Aim
Please present the records below as a Markdown table with the columns Row and Record text, putting each nonblank line in its own numbered row.
BEGIN Exercise material
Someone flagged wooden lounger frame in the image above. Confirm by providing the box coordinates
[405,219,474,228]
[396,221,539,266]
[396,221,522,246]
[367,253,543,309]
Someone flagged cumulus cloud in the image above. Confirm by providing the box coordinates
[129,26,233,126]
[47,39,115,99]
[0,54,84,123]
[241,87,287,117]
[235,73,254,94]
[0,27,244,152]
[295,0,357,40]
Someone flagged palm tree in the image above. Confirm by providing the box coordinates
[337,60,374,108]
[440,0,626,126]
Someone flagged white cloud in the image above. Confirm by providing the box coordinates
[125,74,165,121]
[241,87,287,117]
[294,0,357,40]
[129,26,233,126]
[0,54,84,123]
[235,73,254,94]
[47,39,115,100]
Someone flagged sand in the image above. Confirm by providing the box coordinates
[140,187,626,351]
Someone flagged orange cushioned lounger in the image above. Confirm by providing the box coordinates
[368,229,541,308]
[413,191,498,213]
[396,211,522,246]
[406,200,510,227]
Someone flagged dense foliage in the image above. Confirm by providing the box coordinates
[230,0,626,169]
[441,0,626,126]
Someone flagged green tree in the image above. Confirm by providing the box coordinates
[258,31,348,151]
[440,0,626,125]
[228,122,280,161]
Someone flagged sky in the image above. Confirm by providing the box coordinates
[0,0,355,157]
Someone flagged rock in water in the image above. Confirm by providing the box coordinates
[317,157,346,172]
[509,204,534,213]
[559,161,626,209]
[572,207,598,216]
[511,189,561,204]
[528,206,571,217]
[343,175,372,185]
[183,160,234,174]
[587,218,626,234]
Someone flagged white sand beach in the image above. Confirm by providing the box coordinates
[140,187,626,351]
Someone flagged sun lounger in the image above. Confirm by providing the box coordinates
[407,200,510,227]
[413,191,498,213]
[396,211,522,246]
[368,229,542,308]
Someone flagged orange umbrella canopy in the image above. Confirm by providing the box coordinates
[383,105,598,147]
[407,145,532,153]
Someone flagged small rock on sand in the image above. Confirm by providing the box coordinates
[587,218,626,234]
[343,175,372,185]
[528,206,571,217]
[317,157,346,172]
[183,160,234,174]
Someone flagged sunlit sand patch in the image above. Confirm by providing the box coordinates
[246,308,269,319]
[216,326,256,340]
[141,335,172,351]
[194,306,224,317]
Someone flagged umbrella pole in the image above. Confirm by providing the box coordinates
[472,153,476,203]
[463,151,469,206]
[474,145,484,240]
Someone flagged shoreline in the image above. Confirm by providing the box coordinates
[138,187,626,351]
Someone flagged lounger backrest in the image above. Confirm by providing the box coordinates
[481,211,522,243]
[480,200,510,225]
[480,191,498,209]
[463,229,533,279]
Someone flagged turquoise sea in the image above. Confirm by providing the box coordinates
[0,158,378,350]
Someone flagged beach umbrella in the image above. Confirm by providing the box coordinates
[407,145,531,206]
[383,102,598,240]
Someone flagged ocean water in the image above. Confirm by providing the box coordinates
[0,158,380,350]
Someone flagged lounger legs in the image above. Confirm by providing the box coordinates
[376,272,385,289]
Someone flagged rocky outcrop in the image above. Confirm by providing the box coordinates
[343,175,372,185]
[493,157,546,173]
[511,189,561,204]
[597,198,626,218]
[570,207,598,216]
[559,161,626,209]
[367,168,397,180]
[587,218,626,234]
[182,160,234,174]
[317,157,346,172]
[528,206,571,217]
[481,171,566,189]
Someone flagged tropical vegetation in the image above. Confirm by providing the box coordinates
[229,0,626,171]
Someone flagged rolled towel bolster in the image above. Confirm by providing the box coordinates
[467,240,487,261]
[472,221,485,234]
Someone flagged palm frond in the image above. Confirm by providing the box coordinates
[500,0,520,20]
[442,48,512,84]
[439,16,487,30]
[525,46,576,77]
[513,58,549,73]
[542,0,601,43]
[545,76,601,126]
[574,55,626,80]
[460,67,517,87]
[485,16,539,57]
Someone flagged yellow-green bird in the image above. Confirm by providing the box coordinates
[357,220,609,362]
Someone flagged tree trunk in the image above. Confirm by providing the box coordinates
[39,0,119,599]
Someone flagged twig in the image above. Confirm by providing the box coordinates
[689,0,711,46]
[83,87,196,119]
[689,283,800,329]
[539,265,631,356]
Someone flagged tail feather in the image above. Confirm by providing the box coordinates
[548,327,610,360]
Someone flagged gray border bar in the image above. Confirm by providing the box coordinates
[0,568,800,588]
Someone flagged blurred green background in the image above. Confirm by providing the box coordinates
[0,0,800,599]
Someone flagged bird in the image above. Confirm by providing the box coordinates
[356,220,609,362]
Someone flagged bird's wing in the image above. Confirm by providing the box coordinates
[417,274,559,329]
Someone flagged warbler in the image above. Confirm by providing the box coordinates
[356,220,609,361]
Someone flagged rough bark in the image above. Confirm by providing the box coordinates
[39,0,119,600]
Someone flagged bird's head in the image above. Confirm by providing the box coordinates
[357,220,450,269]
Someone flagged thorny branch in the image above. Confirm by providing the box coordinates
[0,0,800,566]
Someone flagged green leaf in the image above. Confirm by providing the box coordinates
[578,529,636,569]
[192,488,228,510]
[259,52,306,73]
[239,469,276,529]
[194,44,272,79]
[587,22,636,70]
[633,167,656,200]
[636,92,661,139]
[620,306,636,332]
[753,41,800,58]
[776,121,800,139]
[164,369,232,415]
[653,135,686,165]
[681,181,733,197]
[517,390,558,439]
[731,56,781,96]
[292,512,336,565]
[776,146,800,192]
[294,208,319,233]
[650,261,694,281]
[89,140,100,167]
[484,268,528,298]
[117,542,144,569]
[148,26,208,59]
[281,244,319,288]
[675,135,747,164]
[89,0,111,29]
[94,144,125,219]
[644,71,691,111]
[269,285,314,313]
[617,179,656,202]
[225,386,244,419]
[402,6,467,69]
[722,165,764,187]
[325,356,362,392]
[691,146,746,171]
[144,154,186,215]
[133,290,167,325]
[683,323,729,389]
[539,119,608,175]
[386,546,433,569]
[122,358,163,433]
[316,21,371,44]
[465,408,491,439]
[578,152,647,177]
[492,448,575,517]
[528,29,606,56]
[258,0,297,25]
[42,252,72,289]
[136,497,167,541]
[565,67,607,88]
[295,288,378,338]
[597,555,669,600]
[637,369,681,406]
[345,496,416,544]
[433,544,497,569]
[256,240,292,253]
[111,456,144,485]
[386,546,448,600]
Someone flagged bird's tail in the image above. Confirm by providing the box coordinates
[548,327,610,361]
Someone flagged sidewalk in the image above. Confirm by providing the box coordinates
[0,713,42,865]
END Exercise material
Reply
| Row | Record text |
|---|---|
| 1 | Someone flagged wooden lounger frame in the image above. Confirm by providing the box coordinates |
| 2 | [405,219,474,228] |
| 3 | [396,221,539,266] |
| 4 | [396,221,522,246] |
| 5 | [367,253,543,309] |
| 6 | Someone flagged cumulus cloud in the image above. Confirm by providing the box coordinates |
| 7 | [129,26,233,126] |
| 8 | [47,39,115,99] |
| 9 | [0,54,84,123] |
| 10 | [241,87,287,117] |
| 11 | [235,73,254,94] |
| 12 | [0,27,244,152] |
| 13 | [295,0,357,40] |
| 14 | Someone flagged palm tree in the image above. Confirm by providing the box coordinates |
| 15 | [337,60,374,108] |
| 16 | [440,0,626,126] |
| 17 | Someone flagged white cloud in the image above. Confirm by providing the box coordinates |
| 18 | [125,74,165,121] |
| 19 | [241,87,287,117] |
| 20 | [294,0,357,40] |
| 21 | [129,26,233,126] |
| 22 | [0,54,84,123] |
| 23 | [235,73,254,94] |
| 24 | [47,39,115,100] |
| 25 | Someone flagged sand in the image above. Confirm by providing the box coordinates |
| 26 | [140,187,626,351] |
| 27 | Someone flagged orange cushioned lounger in the image above. Confirm by providing the box coordinates |
| 28 | [368,229,541,308] |
| 29 | [413,191,498,213] |
| 30 | [396,211,522,246] |
| 31 | [406,200,510,227] |
| 32 | Someone flagged dense foliage in the image above. Confirm by providing the box coordinates |
| 33 | [230,0,626,169] |
| 34 | [441,0,626,126] |
| 35 | Someone flagged green tree in the image above. Confirm by providing the box coordinates |
| 36 | [258,31,348,151] |
| 37 | [440,0,626,125] |
| 38 | [228,122,280,161] |
| 39 | Someone flagged sky in the image above. Confirm by providing the box coordinates |
| 40 | [0,0,355,157] |
| 41 | Someone flagged rock in water in the image above. Confirm by providing the box coordinates |
| 42 | [317,157,346,172] |
| 43 | [509,204,534,213] |
| 44 | [559,161,626,209] |
| 45 | [572,207,598,216] |
| 46 | [511,189,561,204] |
| 47 | [528,206,571,217] |
| 48 | [343,175,372,185] |
| 49 | [183,160,234,174] |
| 50 | [587,218,626,234] |
| 51 | Someone flagged white sand beach in the image above. Confirm by providing the box coordinates |
| 52 | [140,187,626,351] |
| 53 | Someone flagged sun lounger in the image above. Confirm by providing the box coordinates |
| 54 | [407,200,510,227] |
| 55 | [413,191,498,213] |
| 56 | [396,211,522,246] |
| 57 | [368,229,542,308] |
| 58 | Someone flagged orange umbrella canopy in the image above. Confirm by providing the box coordinates |
| 59 | [383,105,598,147] |
| 60 | [407,145,532,153] |
| 61 | Someone flagged small rock on sand in the image above. Confirm by providing the box coordinates |
| 62 | [587,218,626,234] |
| 63 | [343,175,372,185] |
| 64 | [528,206,571,217] |
| 65 | [317,157,346,172] |
| 66 | [183,160,234,174] |
| 67 | Someone flagged sunlit sand patch in the image above. Confirm by providing the box coordinates |
| 68 | [246,308,269,319] |
| 69 | [216,326,256,340] |
| 70 | [141,335,172,351] |
| 71 | [194,306,224,317] |
| 72 | Someone flagged umbrella pole in the image above. Confirm by providing the box coordinates |
| 73 | [472,153,476,203] |
| 74 | [463,151,469,206] |
| 75 | [474,145,484,240] |
| 76 | Someone flagged shoreline in the image above. Confirm by providing the box coordinates |
| 77 | [138,187,626,351] |
| 78 | Someone flagged lounger backrest in the image above. Confirm by providing the box coordinates |
| 79 | [481,211,522,243] |
| 80 | [480,200,510,225] |
| 81 | [480,191,498,209] |
| 82 | [463,229,533,279] |
| 83 | Someone flagged turquoise sea in the image above. Confirm by providing the box coordinates |
| 84 | [0,158,378,350] |
| 85 | Someone flagged beach umbrella in the image above. Confirm by providing the box coordinates |
| 86 | [407,145,531,206] |
| 87 | [383,102,598,240] |
| 88 | Someone flagged ocean water in the image above. Confirm by providing the box coordinates |
| 89 | [0,158,380,350] |
| 90 | Someone flagged lounger legs in the image above. Confirm by providing the box coordinates |
| 91 | [376,272,385,289] |
| 92 | Someone flagged rocky outcrop in the image above. Confirm by providing the box coordinates |
| 93 | [343,175,372,185] |
| 94 | [493,157,546,173] |
| 95 | [511,189,561,204] |
| 96 | [597,198,626,218] |
| 97 | [570,207,598,216] |
| 98 | [559,161,626,209] |
| 99 | [367,168,397,180] |
| 100 | [587,218,626,234] |
| 101 | [182,160,234,174] |
| 102 | [317,157,346,172] |
| 103 | [528,206,571,217] |
| 104 | [481,171,566,189] |
| 105 | Someone flagged tropical vegetation in the image above. Confirm by providing the box coordinates |
| 106 | [229,0,626,171] |
| 107 | Someone flagged rolled towel bolster in the image above. Confirm by providing the box coordinates |
| 108 | [467,240,487,261] |
| 109 | [472,221,485,234] |
| 110 | Someone flagged palm frond in the image above. Confirm by providing the box coordinates |
| 111 | [500,0,520,20] |
| 112 | [442,48,512,84] |
| 113 | [439,16,487,30] |
| 114 | [525,46,576,77] |
| 115 | [513,58,549,73] |
| 116 | [542,0,601,43] |
| 117 | [545,76,601,126] |
| 118 | [574,55,626,80] |
| 119 | [460,67,517,87] |
| 120 | [485,16,539,57] |
| 121 | Someone flagged yellow-green bird in the image above. Confirm by providing the box coordinates |
| 122 | [357,220,609,362] |
| 123 | Someone flagged tree trunk in the image above. Confirm by providing the box coordinates |
| 124 | [39,0,119,599] |
| 125 | Someone flagged twig in the image above. Confirm by providing the box coordinates |
| 126 | [689,0,711,46] |
| 127 | [83,87,196,119] |
| 128 | [689,283,800,329] |
| 129 | [539,265,631,356] |
| 130 | Someone flagged tail feather in the image above. Confirm by providing the box coordinates |
| 131 | [548,327,610,360] |
| 132 | Someone flagged gray border bar in the image above. Confirm by providing the box coordinates |
| 133 | [0,568,800,588] |
| 134 | Someone flagged blurred green background in the image above. Confirm by providing the box coordinates |
| 135 | [0,0,800,599] |
| 136 | Someone flagged bird in the image above. Confirm by providing the box coordinates |
| 137 | [356,220,609,362] |
| 138 | Someone flagged bird's wing in the image above. Confirm by providing the box coordinates |
| 139 | [417,274,559,329] |
| 140 | Someone flagged warbler in the image above. Confirm by providing the box coordinates |
| 141 | [356,220,609,361] |
| 142 | Someone flagged rough bark in the image above. Confirm by providing the box coordinates |
| 143 | [39,0,119,600] |
| 144 | Someone flagged bird's head in the image above. Confirm by providing the box coordinates |
| 145 | [357,220,450,269] |
| 146 | Someone flagged thorny branch in the image above. Confirm by providing the box coordinates |
| 147 | [0,0,800,566] |
| 148 | Someone flagged green leaf in the image above. Confirm by providing the box coordinates |
| 149 | [578,529,636,569] |
| 150 | [192,488,228,510] |
| 151 | [259,52,306,73] |
| 152 | [239,469,276,529] |
| 153 | [194,44,272,79] |
| 154 | [587,22,636,70] |
| 155 | [633,167,656,200] |
| 156 | [636,92,661,139] |
| 157 | [620,306,636,332] |
| 158 | [753,41,800,58] |
| 159 | [776,121,800,139] |
| 160 | [164,369,232,415] |
| 161 | [653,135,686,165] |
| 162 | [681,181,733,197] |
| 163 | [517,390,558,439] |
| 164 | [731,56,781,96] |
| 165 | [292,512,336,565] |
| 166 | [776,146,800,192] |
| 167 | [294,208,319,233] |
| 168 | [650,261,694,281] |
| 169 | [89,140,100,167] |
| 170 | [484,268,528,298] |
| 171 | [117,542,144,569] |
| 172 | [148,26,208,59] |
| 173 | [281,244,319,288] |
| 174 | [675,135,747,164] |
| 175 | [89,0,111,29] |
| 176 | [94,144,125,219] |
| 177 | [644,71,691,111] |
| 178 | [269,285,314,313] |
| 179 | [617,179,656,202] |
| 180 | [225,386,244,419] |
| 181 | [402,6,467,69] |
| 182 | [722,165,764,187] |
| 183 | [325,356,362,392] |
| 184 | [691,146,746,171] |
| 185 | [144,154,186,215] |
| 186 | [133,290,167,325] |
| 187 | [683,323,729,389] |
| 188 | [539,119,608,175] |
| 189 | [386,546,433,569] |
| 190 | [122,358,163,433] |
| 191 | [316,21,371,44] |
| 192 | [465,408,491,439] |
| 193 | [578,152,647,177] |
| 194 | [492,448,575,517] |
| 195 | [528,29,606,56] |
| 196 | [258,0,297,25] |
| 197 | [42,252,72,289] |
| 198 | [136,497,167,541] |
| 199 | [565,67,607,88] |
| 200 | [295,288,378,338] |
| 201 | [597,555,669,600] |
| 202 | [637,369,681,406] |
| 203 | [345,496,416,544] |
| 204 | [433,544,497,569] |
| 205 | [256,240,292,253] |
| 206 | [111,456,144,485] |
| 207 | [386,546,448,600] |
| 208 | Someone flagged bird's tail in the image above. Confirm by providing the box coordinates |
| 209 | [548,327,610,361] |
| 210 | Someone flagged sidewalk in the image above. Confirm by providing the box coordinates |
| 211 | [0,713,42,865] |